Instructions to follow – The material must be repeated exactly, with every line intact.

Given information –
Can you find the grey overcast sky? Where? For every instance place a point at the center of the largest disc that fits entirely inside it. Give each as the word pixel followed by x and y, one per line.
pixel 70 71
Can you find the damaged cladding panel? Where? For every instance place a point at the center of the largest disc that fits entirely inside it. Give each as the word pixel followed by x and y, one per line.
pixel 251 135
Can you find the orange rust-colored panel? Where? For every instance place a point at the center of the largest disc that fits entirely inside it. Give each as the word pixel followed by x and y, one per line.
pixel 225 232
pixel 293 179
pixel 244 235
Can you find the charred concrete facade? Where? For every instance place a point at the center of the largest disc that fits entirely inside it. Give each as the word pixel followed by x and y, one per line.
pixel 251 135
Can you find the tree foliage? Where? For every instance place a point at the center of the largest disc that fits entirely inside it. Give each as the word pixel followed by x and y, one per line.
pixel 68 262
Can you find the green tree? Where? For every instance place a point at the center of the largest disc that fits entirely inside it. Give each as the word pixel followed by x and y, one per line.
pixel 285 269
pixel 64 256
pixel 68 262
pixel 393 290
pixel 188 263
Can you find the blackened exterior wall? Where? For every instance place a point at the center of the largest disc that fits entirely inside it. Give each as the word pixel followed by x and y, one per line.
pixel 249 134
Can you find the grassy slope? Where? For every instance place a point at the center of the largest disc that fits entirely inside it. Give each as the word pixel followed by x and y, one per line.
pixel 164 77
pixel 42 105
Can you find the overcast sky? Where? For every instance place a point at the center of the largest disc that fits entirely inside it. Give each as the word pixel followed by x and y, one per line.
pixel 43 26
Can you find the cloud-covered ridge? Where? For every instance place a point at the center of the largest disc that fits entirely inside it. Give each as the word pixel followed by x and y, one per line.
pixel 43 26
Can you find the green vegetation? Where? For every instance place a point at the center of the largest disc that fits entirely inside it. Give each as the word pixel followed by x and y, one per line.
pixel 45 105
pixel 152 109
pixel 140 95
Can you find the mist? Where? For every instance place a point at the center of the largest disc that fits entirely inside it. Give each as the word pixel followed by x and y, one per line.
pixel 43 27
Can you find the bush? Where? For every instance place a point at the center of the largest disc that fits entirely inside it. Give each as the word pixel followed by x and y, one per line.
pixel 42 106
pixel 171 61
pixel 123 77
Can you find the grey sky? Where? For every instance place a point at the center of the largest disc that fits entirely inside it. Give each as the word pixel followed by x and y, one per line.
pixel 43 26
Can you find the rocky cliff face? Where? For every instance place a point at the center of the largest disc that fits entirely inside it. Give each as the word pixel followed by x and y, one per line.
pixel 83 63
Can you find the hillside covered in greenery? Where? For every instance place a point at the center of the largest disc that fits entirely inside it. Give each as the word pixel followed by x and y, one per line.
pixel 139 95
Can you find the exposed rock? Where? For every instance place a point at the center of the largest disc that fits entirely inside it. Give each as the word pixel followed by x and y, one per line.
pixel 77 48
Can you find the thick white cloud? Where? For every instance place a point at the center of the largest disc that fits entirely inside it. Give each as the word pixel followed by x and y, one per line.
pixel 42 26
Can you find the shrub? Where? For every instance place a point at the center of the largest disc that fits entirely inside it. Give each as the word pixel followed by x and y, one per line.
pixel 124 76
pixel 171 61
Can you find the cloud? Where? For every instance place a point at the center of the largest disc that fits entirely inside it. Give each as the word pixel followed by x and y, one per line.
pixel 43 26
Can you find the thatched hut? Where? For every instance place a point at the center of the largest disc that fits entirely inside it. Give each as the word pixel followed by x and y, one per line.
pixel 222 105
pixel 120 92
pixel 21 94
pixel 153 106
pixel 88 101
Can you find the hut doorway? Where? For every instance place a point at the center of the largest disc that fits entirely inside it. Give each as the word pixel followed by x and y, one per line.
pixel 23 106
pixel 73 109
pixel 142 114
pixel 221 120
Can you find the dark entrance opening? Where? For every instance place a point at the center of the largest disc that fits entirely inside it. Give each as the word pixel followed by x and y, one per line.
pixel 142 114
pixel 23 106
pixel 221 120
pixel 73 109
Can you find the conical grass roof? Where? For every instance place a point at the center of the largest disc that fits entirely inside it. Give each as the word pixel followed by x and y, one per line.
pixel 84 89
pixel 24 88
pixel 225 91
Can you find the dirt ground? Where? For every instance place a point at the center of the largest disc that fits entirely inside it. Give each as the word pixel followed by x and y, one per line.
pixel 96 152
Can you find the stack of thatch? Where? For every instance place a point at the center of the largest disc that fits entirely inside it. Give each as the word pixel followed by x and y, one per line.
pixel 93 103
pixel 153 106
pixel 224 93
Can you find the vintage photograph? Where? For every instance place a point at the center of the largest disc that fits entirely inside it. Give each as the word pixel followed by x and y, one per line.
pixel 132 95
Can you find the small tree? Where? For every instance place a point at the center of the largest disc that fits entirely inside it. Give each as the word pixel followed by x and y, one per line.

Written answer –
Can you find the grey overcast sky? Where? For every instance place a point at the center of the largest disc that fits entirely inside it. Give each as the word pixel followed by x and y, one per line.
pixel 70 71
Can you find the damaged cladding panel? Where? For every instance place a point at the center of the largest disc that fits entirely inside it. Give each as the word pixel followed by x and y, one per line.
pixel 251 135
Can you find the orange rust-colored panel? Where? For every instance place a point at the center of the largest disc that fits entirely inside it. Give each as the word pixel followed by x and y, one per line.
pixel 225 232
pixel 293 179
pixel 244 235
Can you find the charred concrete facade? Where? For every instance place a point at the center of the largest disc that fits entirely inside it. Give each as the word pixel followed by x and y, one per line.
pixel 251 135
Can you find the tree foliage? Where? For every instance place a point at the center of the largest disc that fits entirely inside it. Give each as the word pixel followed by x and y, one per line.
pixel 68 262
Can you find the green tree? Where? For every instance place a point at the center of the largest disc that fits entirely inside it. Give each as the word pixel followed by x and y, one per line.
pixel 285 269
pixel 64 256
pixel 68 262
pixel 393 290
pixel 188 263
Can you find the blackened exterior wall? Where? For every instance place a point at the center of the largest disc that fits entirely inside it. Give each as the word pixel followed by x and y, one per line.
pixel 249 134
Can you find the grassy slope? Where? For every instance place a point at the center of the largest disc that fits entirely inside it. Give each as the word pixel followed by x and y, one per line.
pixel 164 77
pixel 42 105
Can you find the overcast sky? Where? For every instance place a point at the center of the largest disc that fits entirely inside it. Give each as the word pixel followed by x and y, one per line.
pixel 43 26
Can you find the cloud-covered ridge? Where? For every instance place a point at the center of the largest disc that fits entirely inside it. Give each as the word pixel followed by x and y, one per line.
pixel 43 26
Can you find the green vegetation? Where? For every instance place a point at the center of the largest disc that fits entirely inside it. Give each as the word pixel followed by x and y, one per line.
pixel 45 105
pixel 152 109
pixel 140 95
Can you find the mist? Where? For every instance place a point at the center of the largest disc that fits entirely inside it. Give each as the word pixel followed by x and y, one per line.
pixel 43 27
Can you find the bush? Where? For every instance place a point at the center of the largest disc that fits entirely inside it. Give each as the word pixel followed by x and y, one per line.
pixel 42 106
pixel 171 61
pixel 123 77
Can you find the grey sky? Where? For every instance place a point at the center of the largest disc that fits entirely inside it. Give each as the word pixel followed by x and y, one per line.
pixel 43 26
Can you find the rocky cliff face? Where? For every instance place a point at the center of the largest disc that fits entirely inside it. Give each as the word pixel followed by x and y, one per line.
pixel 83 63
Can you find the hillside covered in greenery? Where? For every instance place a point at the center of the largest disc that fits entirely inside it. Give each as the word pixel followed by x and y, one per line.
pixel 139 95
Can you find the exposed rock? Where? For every instance place a point at the center of the largest disc that fits entirely inside it. Give each as the word pixel followed by x and y, one per line.
pixel 77 48
Can you find the thick white cloud? Where? For every instance place a point at the center of the largest disc that fits entirely inside it. Give each as the word pixel followed by x and y, one per line.
pixel 42 26
Can you find the shrub? Where? For every instance place a point at the center of the largest disc that fits entirely inside it. Give each as the word pixel followed by x and y, one per line.
pixel 124 76
pixel 171 61
Can you find the cloud? Where? For every instance place a point at the center of the largest disc that fits entirely inside it. Give each as the word pixel followed by x and y, one per line.
pixel 43 26
Can you find the thatched hut? Where? For every instance place a point at the center of the largest disc that fits entirely inside it. Give each as the word pixel followed by x and y, one per line.
pixel 222 105
pixel 120 92
pixel 21 94
pixel 153 106
pixel 88 101
Can you find the hut doorway? Where? For every instance place a point at the center of the largest disc that fits entirely inside it. Give each as the word pixel followed by x and y, one per line.
pixel 23 106
pixel 73 109
pixel 142 114
pixel 221 120
Can you find the dark entrance opening? Where? For every instance place a point at the center of the largest disc that fits entirely inside it. Give each as the word pixel followed by x and y, one per line.
pixel 142 114
pixel 23 106
pixel 221 120
pixel 73 109
Can you find the conical grass roof? Where? For every instance place a point at the center of the largest disc that fits entirely inside it. Give each as the word pixel followed by x and y, one per line.
pixel 84 89
pixel 24 88
pixel 225 91
Can you find the dirt ground? Where? For every instance place a point at the center of the largest disc that fits entirely inside it. Give each as the word pixel followed by x and y, one per line.
pixel 96 152
Can you find the stack of thatch? Where? For every instance place a point at the center of the largest disc that fits entirely inside it. Give each as the word pixel followed by x and y, one per line.
pixel 93 103
pixel 153 106
pixel 224 93
Can you find the vintage photograph? Where? For every instance place a point at the center of the largest disc that fits entirely inside it. Give each as the word pixel followed by x and y, one per line.
pixel 132 95
Can you find the small tree? Where? For every instance place a point at the center of the largest disc that fits entirely inside it. Give each as the word pixel followed by x and y, one per line.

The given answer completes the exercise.